■ Passage shown ■
Why Your Photography Website Should Have a Blog

As photographers, our websites are image-heavy. I previously covered how to improve your SEO with your images, but Google indexes images differently than it indexes text, so we want to make sure we also feed the search engines some excellent, high-quality text to inform it about which keyword phrases to rank us for.

Do you need a blog? No. Should you have a blog? Absolutely. Unless you’re making multiple six figures a year with your photography, you should have a blog.  The short answer is blogging is the key to great SEO and ranking up quickly in search results. It’s so important, in fact, that for my consumer photography website, my family sessions, weddings, and engagements, I don’t even have a conventional portfolio. I don’t have galleries. I only have a blog, and I blog every session.

For my commercial photography website, I do have separate portfolios, and you should too, but I am also in the process of building out the blog on that site. I didn’t previously have one because I recently merged two separate websites into one, and I’m currently rebuilding it from the ground up.

But blogging is great for so much more than SEO.

Proof of Execution

Gone are the days when websites should only show your best 20 images. Some clients will look at your portfolio and be awed by the curated selection of images, but if you’re a commercial photographer, more and more you’re being asked to produce a library of images for use on social media in addition to any hero images being used for print or billboards. Nowadays, companies need images for their email campaigns, websites, blogs, Instagram, Pinterest, and so much more. Companies need to know you can tell their story of their brand in the same way a wedding photographer tells the story of a couple.

Most of the commercial photographers I know that are making great strides right now have a blog outlining the production process, creative briefs, and execution of personal projects, as well as commissioned shoots. This gives potential clients an idea of what it’s like to work with them and some insight into their thought process, how they put together a team, and a selection of great images from each project.

■ Raw records ■
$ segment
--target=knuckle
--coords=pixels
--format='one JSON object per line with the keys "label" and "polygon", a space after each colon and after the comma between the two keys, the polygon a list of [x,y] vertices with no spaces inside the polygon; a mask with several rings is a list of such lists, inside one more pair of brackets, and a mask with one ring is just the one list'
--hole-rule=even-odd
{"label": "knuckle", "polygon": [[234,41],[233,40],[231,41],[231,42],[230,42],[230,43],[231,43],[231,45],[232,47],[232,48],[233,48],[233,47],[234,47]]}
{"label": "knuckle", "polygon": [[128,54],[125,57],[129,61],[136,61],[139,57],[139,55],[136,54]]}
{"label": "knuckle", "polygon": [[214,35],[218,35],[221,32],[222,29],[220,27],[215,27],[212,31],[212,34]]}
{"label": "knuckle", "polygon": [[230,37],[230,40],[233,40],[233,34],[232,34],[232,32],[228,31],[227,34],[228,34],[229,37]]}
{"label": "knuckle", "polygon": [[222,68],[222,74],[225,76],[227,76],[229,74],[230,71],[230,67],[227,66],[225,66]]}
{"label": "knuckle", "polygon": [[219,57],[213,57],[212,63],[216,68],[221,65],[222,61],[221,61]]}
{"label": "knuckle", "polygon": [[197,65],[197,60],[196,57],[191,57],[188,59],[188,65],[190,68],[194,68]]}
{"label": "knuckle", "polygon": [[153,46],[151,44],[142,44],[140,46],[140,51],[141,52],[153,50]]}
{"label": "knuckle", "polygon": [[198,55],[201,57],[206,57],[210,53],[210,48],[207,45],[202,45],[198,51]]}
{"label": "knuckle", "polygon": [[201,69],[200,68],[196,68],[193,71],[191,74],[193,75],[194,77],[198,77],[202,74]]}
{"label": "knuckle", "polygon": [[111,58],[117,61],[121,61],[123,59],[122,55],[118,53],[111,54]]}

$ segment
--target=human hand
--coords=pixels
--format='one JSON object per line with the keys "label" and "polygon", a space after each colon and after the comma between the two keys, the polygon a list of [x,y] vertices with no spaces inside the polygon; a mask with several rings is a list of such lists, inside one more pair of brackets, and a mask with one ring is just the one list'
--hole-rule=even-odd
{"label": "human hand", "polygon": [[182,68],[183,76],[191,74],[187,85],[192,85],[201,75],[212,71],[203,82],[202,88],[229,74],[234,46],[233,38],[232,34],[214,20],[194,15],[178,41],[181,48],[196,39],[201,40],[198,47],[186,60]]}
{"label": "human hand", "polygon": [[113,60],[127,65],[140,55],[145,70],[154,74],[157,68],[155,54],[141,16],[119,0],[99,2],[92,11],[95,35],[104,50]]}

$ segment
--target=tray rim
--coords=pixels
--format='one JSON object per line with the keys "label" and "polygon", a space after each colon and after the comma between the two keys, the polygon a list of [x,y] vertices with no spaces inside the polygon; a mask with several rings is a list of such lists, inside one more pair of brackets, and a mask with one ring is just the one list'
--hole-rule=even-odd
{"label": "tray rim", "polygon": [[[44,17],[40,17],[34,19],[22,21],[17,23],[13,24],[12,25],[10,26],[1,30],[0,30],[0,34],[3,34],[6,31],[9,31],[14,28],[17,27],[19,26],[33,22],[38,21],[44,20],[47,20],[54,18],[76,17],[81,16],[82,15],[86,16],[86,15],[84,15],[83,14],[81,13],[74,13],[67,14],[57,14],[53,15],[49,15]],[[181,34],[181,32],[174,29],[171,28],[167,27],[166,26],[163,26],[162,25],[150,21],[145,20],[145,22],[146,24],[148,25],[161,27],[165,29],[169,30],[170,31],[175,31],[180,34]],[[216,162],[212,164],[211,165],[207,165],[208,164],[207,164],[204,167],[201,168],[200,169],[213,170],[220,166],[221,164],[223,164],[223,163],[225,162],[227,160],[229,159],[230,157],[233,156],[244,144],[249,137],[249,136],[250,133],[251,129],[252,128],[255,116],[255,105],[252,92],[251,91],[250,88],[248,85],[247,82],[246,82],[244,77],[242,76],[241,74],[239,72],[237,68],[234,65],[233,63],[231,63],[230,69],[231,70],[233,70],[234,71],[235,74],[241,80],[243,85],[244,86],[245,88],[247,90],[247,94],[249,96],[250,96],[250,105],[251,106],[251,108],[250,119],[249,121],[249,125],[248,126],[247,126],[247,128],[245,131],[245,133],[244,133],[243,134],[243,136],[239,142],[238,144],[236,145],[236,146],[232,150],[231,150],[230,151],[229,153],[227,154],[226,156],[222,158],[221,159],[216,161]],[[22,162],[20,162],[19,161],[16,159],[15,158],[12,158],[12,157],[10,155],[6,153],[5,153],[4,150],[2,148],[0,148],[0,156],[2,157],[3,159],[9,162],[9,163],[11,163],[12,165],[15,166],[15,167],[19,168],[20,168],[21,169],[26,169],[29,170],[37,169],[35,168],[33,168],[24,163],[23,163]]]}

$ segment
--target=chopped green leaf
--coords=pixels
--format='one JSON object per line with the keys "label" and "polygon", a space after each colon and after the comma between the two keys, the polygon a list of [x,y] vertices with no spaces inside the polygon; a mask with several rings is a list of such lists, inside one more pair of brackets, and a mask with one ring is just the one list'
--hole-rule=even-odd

■ Goal ■
In the blogging article, shorten the paragraph beginning "Most of the commercial photographers I know" into a bulleted list that keeps its main facts. Ignore the items when doing this.

■ Final answer ■
- Many commercial photographers now making great strides keep a blog.
- It covers the production process, creative briefs, and the execution of both personal projects and commissioned shoots.
- It shows potential clients what working with them is like.
- It offers insight into their thought process and how they put together a team.
- It presents a selection of great images from each project.